>>>>>

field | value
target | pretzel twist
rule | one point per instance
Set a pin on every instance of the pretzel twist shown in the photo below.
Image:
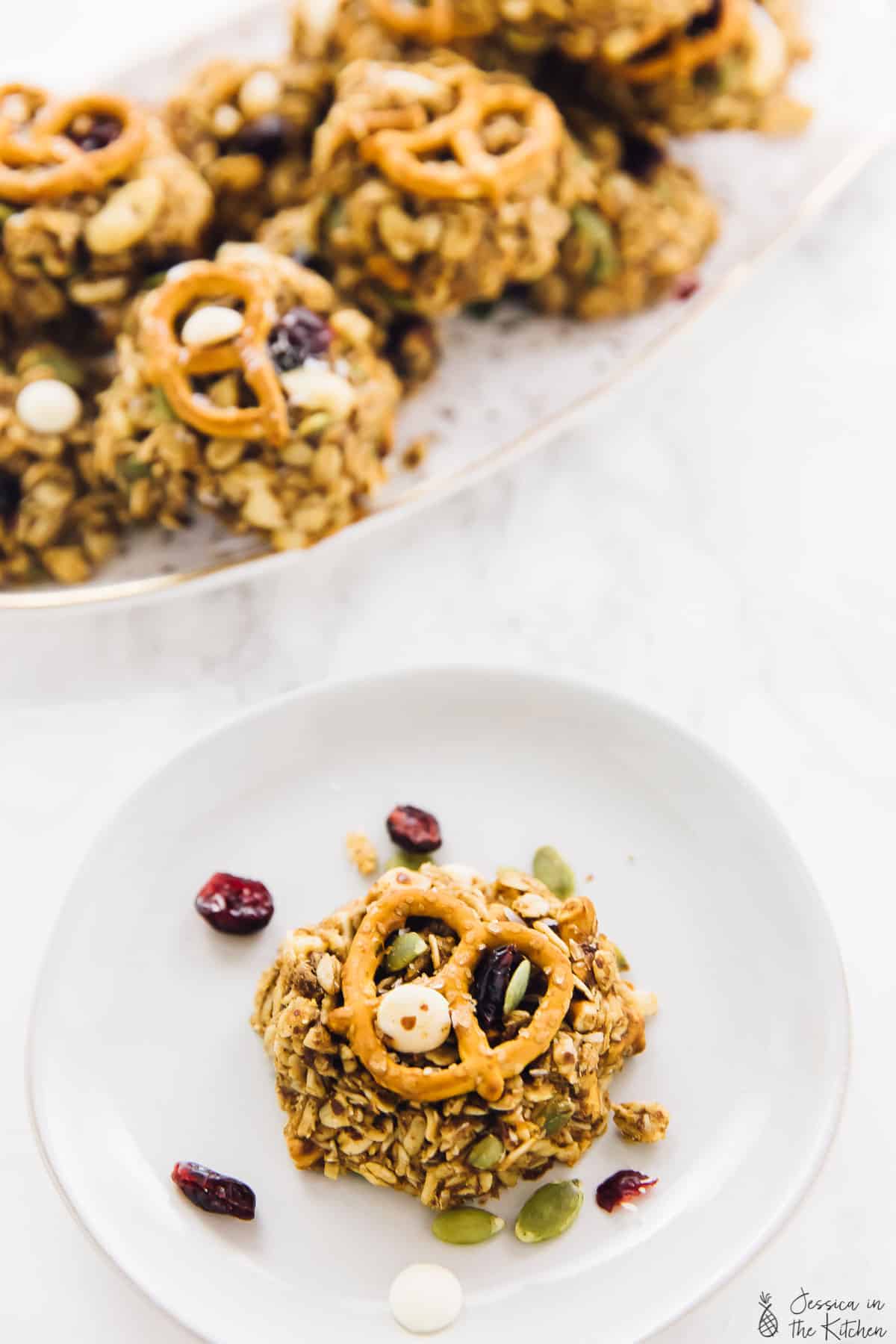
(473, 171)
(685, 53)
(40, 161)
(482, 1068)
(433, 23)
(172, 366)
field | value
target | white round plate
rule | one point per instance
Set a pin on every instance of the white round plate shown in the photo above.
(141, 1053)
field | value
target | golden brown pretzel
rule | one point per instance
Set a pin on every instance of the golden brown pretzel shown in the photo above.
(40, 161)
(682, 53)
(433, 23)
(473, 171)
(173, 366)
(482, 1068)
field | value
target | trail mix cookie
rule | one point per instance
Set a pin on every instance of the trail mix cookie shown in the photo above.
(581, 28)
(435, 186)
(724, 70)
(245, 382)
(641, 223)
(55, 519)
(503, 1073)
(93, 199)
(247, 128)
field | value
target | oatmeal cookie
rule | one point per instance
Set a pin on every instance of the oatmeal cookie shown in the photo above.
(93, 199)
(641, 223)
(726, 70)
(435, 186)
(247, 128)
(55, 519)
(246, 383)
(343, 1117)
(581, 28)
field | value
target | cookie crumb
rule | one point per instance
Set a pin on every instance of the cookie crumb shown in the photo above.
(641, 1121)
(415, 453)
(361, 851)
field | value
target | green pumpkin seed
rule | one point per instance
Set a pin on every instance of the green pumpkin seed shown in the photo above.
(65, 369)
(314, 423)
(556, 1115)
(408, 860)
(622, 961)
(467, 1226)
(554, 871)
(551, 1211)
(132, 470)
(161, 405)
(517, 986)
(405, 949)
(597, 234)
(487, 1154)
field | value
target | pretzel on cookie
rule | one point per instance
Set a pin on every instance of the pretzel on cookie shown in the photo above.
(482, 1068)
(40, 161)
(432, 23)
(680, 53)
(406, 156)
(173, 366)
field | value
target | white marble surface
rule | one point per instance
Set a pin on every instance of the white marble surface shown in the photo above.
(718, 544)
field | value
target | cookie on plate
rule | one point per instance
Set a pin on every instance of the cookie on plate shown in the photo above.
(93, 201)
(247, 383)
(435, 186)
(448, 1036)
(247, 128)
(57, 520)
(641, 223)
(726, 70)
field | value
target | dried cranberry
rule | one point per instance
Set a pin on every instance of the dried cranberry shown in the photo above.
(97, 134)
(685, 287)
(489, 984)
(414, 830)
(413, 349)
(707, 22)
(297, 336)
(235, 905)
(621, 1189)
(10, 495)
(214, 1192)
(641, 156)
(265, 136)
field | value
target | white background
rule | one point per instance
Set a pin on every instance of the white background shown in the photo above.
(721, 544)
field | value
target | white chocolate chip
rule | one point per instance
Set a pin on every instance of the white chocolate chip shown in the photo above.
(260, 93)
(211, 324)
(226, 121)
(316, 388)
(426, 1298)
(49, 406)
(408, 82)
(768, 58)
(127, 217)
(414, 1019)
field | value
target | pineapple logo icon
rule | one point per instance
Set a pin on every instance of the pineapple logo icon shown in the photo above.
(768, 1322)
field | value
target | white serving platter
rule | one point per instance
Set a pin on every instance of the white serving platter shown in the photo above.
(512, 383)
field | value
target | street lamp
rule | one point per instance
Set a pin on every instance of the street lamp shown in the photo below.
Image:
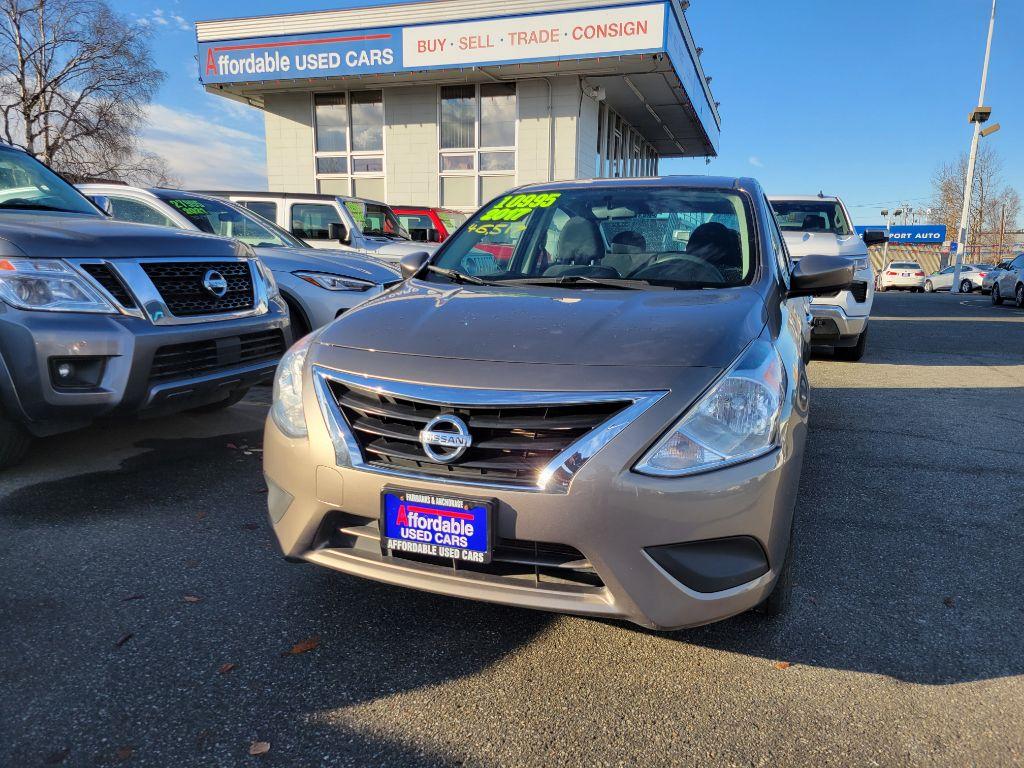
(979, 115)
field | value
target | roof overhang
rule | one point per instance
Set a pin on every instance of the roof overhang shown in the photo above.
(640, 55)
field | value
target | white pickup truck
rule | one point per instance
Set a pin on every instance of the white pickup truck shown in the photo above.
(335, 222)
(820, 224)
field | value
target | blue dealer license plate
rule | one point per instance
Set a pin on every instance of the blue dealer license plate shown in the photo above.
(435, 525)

<<<<<
>>>>>

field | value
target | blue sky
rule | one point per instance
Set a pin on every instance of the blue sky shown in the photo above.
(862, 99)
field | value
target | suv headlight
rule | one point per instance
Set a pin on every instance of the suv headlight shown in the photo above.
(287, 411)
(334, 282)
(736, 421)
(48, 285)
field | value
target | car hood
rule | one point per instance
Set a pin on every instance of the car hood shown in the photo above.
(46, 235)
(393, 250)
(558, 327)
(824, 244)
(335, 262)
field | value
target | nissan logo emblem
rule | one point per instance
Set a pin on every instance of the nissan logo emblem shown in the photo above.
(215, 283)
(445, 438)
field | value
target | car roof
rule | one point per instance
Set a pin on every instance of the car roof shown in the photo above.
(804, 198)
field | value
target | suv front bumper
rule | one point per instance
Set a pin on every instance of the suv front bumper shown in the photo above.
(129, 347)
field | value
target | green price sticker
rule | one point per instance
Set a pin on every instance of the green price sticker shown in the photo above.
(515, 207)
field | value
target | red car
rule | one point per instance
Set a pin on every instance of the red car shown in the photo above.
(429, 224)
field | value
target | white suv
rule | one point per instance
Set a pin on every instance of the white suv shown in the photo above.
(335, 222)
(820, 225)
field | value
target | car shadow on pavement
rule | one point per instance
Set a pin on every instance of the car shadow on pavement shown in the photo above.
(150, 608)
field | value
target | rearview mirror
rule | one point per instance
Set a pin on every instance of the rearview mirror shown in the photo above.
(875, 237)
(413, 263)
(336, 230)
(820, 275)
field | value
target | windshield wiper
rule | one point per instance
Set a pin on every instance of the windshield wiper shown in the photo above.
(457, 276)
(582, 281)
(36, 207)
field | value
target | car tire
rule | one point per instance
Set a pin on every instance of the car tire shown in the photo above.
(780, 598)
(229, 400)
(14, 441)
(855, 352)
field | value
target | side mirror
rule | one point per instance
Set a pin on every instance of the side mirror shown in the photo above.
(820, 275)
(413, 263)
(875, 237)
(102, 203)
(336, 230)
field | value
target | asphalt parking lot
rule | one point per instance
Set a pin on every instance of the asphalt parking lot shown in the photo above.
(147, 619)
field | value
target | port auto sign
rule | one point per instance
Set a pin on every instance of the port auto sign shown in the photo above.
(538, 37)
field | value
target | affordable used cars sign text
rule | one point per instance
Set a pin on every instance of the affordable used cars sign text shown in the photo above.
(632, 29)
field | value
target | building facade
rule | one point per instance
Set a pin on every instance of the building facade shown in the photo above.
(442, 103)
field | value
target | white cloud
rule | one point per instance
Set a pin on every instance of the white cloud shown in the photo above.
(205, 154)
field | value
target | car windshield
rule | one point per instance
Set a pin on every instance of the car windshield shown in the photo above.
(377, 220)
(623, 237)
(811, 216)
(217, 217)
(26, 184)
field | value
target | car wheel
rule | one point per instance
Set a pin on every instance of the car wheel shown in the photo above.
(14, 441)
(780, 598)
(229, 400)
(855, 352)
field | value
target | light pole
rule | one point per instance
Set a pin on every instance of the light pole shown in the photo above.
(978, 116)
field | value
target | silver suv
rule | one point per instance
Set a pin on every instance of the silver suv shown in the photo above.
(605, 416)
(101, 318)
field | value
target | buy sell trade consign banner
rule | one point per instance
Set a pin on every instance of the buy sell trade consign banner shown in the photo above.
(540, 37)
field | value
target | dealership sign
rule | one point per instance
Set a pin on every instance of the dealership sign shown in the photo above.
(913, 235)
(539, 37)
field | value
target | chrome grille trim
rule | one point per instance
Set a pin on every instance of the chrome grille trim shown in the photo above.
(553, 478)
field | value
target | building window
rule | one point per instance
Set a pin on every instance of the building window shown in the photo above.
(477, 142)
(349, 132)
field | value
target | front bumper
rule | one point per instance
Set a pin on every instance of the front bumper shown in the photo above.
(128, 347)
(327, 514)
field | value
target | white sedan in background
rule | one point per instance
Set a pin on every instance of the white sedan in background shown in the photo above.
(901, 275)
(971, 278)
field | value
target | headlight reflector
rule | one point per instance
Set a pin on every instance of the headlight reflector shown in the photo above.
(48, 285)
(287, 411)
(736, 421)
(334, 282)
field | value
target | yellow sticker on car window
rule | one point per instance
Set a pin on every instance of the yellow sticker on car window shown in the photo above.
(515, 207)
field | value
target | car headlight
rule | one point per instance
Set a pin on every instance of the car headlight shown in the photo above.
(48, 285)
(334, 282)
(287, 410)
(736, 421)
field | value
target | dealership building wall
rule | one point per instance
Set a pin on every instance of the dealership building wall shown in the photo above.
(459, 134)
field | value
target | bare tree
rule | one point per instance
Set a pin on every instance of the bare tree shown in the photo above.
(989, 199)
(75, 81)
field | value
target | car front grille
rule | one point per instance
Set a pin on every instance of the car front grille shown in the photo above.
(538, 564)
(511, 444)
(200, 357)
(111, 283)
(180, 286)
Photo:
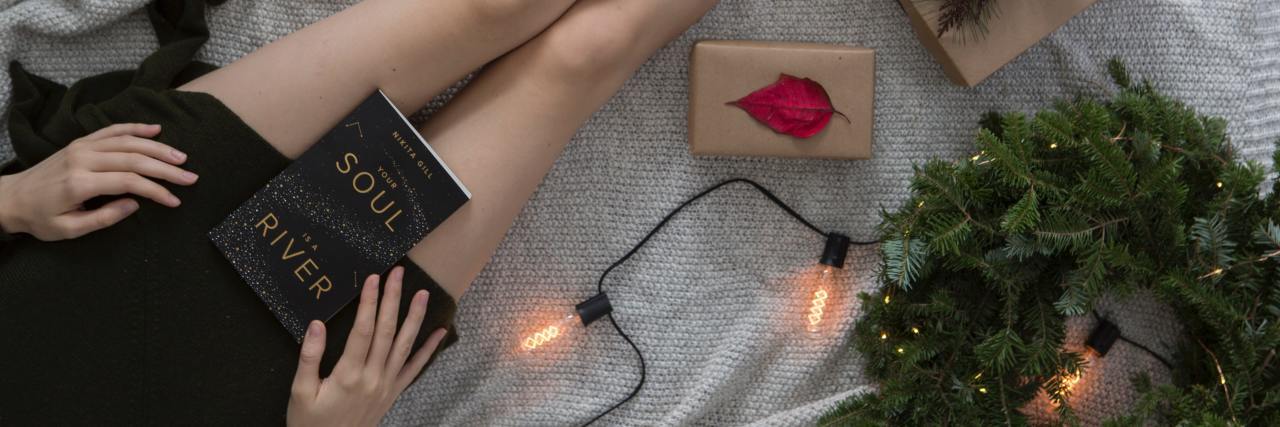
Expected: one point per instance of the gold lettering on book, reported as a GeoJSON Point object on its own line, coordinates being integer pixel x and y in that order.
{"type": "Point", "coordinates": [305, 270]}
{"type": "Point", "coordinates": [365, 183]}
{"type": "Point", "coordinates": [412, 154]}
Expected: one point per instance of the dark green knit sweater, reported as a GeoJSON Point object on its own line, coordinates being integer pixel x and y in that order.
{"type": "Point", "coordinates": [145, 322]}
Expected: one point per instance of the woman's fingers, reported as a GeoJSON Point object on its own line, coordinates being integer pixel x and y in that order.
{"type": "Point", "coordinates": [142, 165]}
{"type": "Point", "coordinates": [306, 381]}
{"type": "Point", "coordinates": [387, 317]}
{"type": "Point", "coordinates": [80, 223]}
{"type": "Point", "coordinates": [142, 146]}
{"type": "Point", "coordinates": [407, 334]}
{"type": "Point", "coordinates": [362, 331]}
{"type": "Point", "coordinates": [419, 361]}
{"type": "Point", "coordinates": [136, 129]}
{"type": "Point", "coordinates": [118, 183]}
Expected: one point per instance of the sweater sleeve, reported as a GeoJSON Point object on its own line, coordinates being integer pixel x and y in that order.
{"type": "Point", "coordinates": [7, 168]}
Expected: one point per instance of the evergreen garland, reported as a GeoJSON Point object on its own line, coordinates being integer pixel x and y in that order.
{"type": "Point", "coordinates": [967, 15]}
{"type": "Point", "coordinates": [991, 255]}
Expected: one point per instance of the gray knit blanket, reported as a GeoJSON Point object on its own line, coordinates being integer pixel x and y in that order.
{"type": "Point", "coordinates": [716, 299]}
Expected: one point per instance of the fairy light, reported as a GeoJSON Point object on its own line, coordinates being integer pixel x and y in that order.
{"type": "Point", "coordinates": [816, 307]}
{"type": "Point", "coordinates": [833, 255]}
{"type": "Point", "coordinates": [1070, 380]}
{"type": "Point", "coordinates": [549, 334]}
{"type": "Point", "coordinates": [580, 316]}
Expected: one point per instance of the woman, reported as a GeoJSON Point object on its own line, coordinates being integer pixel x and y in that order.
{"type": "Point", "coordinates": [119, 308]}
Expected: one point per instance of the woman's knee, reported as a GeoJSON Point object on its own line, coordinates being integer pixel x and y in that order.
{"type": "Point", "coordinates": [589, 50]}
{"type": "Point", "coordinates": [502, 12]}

<<<<<
>>>>>

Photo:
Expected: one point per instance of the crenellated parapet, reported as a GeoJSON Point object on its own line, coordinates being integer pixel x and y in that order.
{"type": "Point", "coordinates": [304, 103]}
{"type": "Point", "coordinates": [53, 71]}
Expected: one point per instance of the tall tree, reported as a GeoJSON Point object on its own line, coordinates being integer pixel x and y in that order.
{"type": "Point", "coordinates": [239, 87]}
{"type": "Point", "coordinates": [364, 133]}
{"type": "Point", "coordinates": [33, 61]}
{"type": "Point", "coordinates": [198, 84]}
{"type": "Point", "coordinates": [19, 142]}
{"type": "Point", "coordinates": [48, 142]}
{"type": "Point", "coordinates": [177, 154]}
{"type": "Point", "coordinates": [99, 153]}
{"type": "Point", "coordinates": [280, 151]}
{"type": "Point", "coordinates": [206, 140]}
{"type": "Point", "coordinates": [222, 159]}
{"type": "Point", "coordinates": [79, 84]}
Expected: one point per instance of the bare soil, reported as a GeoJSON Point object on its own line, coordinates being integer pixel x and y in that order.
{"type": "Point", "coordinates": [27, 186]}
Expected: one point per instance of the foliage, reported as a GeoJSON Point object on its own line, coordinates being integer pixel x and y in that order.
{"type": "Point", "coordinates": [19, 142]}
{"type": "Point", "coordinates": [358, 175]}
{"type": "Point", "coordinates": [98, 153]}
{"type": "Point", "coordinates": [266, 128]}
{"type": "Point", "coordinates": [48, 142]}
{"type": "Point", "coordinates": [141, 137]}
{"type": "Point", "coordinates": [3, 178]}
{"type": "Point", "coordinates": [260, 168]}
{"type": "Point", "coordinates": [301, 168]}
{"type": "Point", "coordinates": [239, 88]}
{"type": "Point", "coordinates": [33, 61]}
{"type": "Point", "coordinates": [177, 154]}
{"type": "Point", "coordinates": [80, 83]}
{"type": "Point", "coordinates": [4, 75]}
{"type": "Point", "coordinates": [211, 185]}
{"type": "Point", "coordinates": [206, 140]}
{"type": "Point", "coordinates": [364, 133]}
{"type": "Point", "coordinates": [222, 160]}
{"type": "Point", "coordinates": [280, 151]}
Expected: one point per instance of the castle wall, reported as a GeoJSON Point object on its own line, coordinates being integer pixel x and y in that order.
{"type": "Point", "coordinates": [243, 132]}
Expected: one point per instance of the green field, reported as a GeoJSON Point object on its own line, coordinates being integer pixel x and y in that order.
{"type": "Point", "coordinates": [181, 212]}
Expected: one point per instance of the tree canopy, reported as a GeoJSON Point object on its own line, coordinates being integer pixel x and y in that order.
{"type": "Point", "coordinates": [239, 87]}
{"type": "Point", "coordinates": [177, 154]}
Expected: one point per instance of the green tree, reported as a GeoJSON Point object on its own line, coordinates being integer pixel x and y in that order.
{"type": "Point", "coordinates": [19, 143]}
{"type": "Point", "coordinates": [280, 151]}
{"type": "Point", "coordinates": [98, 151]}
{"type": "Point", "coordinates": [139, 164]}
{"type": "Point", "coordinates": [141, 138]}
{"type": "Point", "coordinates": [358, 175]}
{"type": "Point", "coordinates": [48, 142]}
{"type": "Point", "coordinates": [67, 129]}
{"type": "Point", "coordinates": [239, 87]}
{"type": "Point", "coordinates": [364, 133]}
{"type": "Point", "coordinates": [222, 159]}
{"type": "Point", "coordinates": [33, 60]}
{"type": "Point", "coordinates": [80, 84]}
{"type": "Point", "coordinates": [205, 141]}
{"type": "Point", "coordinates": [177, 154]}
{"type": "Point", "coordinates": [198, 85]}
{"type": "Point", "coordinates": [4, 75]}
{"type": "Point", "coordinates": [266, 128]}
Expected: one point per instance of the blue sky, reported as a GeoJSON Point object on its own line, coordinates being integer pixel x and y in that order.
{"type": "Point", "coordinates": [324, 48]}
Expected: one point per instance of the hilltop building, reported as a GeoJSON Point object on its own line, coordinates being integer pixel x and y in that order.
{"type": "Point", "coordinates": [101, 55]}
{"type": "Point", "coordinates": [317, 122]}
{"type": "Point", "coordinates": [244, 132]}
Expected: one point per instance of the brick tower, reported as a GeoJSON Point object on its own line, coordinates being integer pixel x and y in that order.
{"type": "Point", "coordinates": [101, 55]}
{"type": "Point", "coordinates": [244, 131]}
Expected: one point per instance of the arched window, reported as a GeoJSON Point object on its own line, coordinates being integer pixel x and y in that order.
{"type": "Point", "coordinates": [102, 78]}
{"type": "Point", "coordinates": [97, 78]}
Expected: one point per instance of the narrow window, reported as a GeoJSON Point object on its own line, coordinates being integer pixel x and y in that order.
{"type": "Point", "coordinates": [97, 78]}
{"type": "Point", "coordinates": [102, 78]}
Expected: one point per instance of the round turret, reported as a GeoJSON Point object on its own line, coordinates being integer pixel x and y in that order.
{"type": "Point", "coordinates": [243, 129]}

<<<<<

What lines in the material above include "below"? Copy every one of them.

Task solution —
Set a pin on every instance of the pretzel twist shown in the photo below.
Set a pin on every instance of the street lamp shown in the photo below.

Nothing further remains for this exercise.